Development workflow

Creating a new feature or fix

  1. Sync with upstream

    git checkout master
    git pull upstream master
  2. Create a feature branch

    If an issue does not already exist for your change, create one first. Then create a branch using the convention GH{issue number}-{short description}:

    git checkout -b GH123-fix-broken-filter
    # or
    git checkout -b GH456-add-new-analysis
  3. Make your changes

    Write your code, add tests, update documentation as needed.

  4. Run tests locally

    Fast unit tests using simulated data (no external data access):

    poetry run pytest -v tests --ignore tests/integration

    To run integration tests which read data from GCS, you'll need to request access to MalariaGEN data on GCS.

    Once access has been granted, install the Google Cloud CLI. E.g., if on Linux:

    ./install_gcloud.sh

    You'll then need to obtain application-default credentials, e.g.:

    ./google-cloud-sdk/bin/gcloud auth application-default login

    Once this is done, you can run integration tests:

    poetry run pytest -v tests/integration

    Tests will run slowly the first time, as data required for testing will be read from GCS. Subsequent runs will be faster as data will be cached locally in the "gcs_cache" folder.

» Record excerpts:
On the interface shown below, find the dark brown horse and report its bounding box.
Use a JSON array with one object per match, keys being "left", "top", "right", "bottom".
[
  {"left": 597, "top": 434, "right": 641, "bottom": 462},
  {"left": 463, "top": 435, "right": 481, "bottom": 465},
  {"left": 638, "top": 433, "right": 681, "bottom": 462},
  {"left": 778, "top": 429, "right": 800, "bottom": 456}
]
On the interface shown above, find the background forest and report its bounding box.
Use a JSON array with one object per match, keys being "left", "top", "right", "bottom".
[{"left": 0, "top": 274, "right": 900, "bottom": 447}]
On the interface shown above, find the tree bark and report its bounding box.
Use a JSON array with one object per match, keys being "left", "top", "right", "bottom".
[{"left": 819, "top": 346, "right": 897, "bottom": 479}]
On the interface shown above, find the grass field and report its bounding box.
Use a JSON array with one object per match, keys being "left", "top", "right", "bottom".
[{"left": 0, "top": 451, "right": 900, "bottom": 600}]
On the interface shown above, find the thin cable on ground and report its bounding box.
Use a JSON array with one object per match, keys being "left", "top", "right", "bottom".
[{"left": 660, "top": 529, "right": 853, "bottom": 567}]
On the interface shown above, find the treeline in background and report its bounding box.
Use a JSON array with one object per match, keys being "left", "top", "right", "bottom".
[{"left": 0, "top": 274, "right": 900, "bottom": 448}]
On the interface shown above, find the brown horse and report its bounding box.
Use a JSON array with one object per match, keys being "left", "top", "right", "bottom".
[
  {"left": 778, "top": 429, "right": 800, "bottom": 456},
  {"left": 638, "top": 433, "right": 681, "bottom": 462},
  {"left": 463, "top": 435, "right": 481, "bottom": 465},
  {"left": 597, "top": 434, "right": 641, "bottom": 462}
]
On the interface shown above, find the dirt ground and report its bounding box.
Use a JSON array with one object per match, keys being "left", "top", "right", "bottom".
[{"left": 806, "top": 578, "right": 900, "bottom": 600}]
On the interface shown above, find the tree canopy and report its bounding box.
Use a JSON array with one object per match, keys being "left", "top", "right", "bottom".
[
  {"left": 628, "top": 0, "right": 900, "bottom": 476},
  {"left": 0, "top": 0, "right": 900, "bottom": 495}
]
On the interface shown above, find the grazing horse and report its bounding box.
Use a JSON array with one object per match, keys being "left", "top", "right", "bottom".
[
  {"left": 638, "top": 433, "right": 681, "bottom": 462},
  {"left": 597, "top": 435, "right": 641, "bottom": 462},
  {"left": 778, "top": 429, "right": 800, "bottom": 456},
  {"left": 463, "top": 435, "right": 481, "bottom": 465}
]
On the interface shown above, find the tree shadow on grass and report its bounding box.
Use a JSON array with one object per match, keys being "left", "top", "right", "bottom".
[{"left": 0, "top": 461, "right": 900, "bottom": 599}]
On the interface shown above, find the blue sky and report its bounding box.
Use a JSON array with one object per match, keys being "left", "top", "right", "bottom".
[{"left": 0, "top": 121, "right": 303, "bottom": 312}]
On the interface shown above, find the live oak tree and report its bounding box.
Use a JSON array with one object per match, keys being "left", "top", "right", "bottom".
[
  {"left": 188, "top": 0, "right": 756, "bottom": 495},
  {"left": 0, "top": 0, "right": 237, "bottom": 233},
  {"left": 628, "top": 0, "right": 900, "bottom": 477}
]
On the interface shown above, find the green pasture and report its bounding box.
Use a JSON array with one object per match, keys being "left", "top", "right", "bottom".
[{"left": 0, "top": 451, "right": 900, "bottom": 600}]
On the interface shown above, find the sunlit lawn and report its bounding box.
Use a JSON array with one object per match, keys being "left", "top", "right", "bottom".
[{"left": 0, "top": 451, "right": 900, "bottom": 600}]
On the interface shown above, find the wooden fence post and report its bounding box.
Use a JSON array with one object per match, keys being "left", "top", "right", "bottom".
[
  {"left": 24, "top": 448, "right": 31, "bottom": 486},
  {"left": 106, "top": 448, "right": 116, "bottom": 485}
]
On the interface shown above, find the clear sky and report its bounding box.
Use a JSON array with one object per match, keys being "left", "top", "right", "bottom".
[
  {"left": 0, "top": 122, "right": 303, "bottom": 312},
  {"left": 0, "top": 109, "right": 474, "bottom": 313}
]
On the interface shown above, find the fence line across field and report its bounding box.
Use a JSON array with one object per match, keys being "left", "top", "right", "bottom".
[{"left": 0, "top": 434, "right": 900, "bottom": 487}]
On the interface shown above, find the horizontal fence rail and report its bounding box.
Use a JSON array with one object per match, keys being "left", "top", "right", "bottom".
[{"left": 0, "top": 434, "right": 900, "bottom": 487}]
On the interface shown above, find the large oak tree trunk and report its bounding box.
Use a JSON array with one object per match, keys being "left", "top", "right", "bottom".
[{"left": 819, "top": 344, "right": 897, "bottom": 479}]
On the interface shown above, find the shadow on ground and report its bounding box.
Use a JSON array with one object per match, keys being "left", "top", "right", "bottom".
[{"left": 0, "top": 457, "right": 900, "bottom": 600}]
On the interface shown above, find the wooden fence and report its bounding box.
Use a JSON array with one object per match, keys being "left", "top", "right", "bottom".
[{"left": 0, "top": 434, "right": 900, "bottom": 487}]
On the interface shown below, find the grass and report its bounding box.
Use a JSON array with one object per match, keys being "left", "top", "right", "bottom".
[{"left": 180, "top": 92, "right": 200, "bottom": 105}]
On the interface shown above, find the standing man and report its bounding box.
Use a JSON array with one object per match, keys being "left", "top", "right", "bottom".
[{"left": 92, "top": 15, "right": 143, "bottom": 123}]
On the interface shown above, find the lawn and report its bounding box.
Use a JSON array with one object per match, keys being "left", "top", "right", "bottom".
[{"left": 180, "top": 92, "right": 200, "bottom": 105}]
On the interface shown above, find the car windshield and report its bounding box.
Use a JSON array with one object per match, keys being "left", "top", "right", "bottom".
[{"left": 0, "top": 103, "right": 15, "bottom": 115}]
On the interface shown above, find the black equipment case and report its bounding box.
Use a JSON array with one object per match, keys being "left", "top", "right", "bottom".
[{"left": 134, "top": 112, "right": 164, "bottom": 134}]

» Activity: Continue the development workflow guide on creating a new feature or fix, starting after its last sentence about the local cache.

» Expected answer:
  5. Run typechecking

    Run static typechecking with mypy:

    poetry run mypy malariagen_data tests --ignore-missing-imports
  6. Check code quality

    The pre-commit hooks will run automatically, but you can also run them manually:

    pre-commit run --all-files

Code style

We use ruff for both linting and formatting. The configuration is in pyproject.toml. Key points:

  • Line length: 88 characters (black default)
  • Follow PEP 8 conventions
  • Use type hints where appropriate
  • Write clear docstrings (we use numpydoc format)

The pre-commit hooks will handle most formatting automatically. If you want to run ruff manually:

ruff check .
ruff format .

Testing

  • Write tests for new functionality: Add unit tests in the tests/ directory
  • Test coverage: Aim to maintain or improve test coverage
  • Fast tests: Unit tests should use simulated data when possible (see tests/anoph/)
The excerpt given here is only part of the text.